Text block:

=-=-=-=-=

That's not what they said during the keynote. They said the Macbook Air (specifi...

harrisonjackson · on Nov 10, 2020

This probably says more about the volume of low end PCs being sold than about the performance of the air.

013a · on Nov 10, 2020

If you believe that, then you've either been accidentally ignoring Apple's chip R&D over the past three years, or intentionally spinning it against them out of some more general dislike of the company.

The most powerful Macbook Pro, with a Core i9-9980HK, posts a Geekbench 5 of 1096/6869. The A12z in the iPad Pro posts a 1120/4648. This is a relatively fair comparison because both of these chips were released in ~2018-2019; Apple was winning in single-core performance at least a year ago, at a lower TDP, with no fan.

The A14, released this year, posts a 1584/4181 @ 6 watts. This is, frankly, incomprehensible. The most powerful single core mark ever submitted to Geekbench is the brand-spanking-new Ryzen 9 5950X; a 1627/15427 @ 105 watts & $800. Apple is close to matching the best AMD has, on a DESKTOP, at 5% the power draw, and with passive cooling.

=-=-=-=-=

Dataset extract:
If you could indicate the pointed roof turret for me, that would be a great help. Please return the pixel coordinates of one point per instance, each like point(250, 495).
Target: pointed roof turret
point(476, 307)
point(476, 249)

=-=-=-=-=

Jobs:
1. For the forum thread on Apple chip performance, decide whether each statement agrees with it: (a) the A12z in the iPad Pro posts a Geekbench 5 score of 1120/4648; (b) the Ryzen 9 5950X mark was recorded at 65 watts; (c) the most powerful Macbook Pro uses a Core i9-9980HK. Answer yes or no for each and quote the words of the thread that decide it.
2. Write a continuation of the forum thread on Apple chip performance, picking up after its final sentence.
The data are unrelated to the forum thread on Apple chip performance.

Outputs for the tasks:
1.
(a) Yes: "The A12z in the iPad Pro posts a 1120/4648."
(b) No: "a 1627/15427 @ 105 watts & $800."
(c) Yes: "The most powerful Macbook Pro, with a Core i9-9980HK, posts a Geekbench 5 of 1096/6869."

2.
We need to wait for M1 benchmarks, but this is an architecture that the PC market needs to be scared of. There is no evidence that they aren't capable of scaling multicore performance when provided a higher power envelope, especially given how freakin low the A14's TDP is already. What of the power envelope of the 16" Macbook Pro? If they can put 8 cores in the MBA, will they do 16 in the MBP16? God forbid, 24? Zen 3 is the only other architecture that approaches A14 performance, and it demands 10x the power to do it.

hajile · on Nov 10, 2020

Not all geekbench scores are created equal. Comparing ARM and x86 scores is an exercise in futility as there are simply too many factors to work through. It also doesn't include all workload types.

For example, I can say with 100% confidence that M1 has nowhere near 32MB of onboard cache. Once it starts hitting cache limits, it's performance will drop off a cliff as fast cores that can't be fed are just slow cores. It's also worth noting that around 30% of the AMD power budget is just Infinity Fabric (hypertransport 4.0). When things get wide and you have to manage that much wider complexity, the resulting control circuitry has a big effect on power consumption too.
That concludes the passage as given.